Esercizio proposto: Trova e copia tutte le righe dell'elenco qui sotto che contengono la parola "shirt". Maiuscole e minuscole contano.

I dati:
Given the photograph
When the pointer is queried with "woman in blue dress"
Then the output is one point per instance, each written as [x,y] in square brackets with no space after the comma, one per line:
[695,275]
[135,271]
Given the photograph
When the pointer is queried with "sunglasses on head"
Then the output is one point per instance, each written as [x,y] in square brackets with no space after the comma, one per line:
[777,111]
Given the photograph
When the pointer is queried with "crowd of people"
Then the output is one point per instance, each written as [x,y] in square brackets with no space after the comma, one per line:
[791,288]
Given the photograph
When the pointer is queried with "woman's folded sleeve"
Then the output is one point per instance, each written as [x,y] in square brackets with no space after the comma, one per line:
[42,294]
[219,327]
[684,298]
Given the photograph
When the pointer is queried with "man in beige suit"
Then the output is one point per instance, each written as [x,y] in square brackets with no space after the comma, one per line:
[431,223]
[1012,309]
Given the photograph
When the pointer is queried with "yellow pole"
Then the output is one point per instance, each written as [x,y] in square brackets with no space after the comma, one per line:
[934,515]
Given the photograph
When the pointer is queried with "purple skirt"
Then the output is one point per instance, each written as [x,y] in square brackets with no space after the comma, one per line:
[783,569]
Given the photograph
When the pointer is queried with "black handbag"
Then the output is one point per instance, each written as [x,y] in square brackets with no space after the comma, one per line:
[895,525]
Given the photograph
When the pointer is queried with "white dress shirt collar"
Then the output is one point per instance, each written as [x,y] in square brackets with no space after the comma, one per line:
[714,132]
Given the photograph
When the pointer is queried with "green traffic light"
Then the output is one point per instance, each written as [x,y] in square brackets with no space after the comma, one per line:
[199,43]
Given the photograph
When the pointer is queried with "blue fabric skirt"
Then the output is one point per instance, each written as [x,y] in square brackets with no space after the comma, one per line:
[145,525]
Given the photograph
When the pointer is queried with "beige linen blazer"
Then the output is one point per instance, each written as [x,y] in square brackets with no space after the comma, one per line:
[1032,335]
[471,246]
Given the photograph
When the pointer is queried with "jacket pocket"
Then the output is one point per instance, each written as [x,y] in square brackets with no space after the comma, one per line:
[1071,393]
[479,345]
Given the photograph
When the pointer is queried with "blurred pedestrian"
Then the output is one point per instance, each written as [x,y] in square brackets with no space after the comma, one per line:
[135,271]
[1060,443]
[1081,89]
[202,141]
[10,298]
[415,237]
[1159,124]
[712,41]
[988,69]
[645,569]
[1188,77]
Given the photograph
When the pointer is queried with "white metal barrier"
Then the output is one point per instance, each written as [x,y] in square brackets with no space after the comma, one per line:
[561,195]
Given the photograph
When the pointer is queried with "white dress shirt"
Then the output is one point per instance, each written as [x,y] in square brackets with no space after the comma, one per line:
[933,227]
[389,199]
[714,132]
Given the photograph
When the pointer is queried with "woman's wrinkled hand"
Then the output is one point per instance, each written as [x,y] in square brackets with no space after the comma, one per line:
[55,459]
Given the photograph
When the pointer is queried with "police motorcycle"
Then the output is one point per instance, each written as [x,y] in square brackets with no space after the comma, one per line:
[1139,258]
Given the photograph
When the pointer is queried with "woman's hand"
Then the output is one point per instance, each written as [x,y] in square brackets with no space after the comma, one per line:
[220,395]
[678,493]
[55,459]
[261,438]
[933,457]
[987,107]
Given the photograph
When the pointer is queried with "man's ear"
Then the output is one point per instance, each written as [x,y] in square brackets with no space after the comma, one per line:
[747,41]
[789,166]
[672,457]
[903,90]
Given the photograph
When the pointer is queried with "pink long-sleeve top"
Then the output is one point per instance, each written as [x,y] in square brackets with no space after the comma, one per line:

...

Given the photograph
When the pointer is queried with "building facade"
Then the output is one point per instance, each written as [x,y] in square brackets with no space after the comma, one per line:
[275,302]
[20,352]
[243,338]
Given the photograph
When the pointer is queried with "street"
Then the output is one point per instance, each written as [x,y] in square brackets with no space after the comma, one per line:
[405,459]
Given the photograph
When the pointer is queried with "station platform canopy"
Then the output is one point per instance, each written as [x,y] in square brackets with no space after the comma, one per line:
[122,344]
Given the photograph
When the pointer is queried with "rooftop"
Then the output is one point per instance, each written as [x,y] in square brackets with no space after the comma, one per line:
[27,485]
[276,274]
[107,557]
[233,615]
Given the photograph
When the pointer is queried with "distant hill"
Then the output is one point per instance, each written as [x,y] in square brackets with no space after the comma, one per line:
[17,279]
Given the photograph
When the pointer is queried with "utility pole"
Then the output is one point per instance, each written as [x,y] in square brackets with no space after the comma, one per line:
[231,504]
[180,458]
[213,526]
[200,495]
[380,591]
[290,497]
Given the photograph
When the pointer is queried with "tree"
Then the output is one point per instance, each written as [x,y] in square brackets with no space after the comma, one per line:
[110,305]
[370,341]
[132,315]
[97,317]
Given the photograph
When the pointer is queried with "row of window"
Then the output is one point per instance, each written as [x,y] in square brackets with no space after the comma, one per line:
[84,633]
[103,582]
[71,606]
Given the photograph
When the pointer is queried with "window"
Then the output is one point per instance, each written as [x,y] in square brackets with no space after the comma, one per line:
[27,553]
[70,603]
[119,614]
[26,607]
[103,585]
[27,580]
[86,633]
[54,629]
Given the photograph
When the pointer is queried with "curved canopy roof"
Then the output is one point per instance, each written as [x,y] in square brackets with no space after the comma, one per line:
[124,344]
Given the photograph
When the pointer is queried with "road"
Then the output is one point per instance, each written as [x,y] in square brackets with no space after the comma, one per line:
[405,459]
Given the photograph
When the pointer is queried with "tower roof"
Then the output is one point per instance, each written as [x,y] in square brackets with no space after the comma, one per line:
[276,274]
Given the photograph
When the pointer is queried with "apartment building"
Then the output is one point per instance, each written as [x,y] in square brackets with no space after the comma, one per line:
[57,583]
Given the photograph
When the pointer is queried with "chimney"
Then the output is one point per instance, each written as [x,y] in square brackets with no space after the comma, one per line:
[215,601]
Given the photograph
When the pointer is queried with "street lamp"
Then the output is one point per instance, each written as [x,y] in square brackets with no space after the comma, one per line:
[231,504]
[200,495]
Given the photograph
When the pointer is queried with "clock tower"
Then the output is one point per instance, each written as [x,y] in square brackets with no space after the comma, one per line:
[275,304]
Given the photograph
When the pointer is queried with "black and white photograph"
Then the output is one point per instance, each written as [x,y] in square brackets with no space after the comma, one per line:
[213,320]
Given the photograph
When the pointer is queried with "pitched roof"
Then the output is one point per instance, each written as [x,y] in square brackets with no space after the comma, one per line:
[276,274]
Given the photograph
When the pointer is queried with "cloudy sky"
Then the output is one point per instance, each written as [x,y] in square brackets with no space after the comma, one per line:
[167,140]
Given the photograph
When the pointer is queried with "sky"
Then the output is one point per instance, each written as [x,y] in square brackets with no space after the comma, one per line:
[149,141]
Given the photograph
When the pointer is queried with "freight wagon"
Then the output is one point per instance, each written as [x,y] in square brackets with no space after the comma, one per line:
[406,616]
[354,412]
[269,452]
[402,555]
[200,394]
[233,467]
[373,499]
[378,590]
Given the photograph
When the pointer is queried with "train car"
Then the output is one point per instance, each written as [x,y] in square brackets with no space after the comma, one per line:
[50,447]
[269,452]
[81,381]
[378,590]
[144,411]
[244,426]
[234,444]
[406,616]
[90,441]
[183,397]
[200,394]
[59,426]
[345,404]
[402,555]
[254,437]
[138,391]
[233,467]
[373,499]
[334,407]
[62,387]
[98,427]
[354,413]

Compito svolto:
When the pointer is queried with "white dress shirt collar"
When the pointer is queried with "white dress shirt"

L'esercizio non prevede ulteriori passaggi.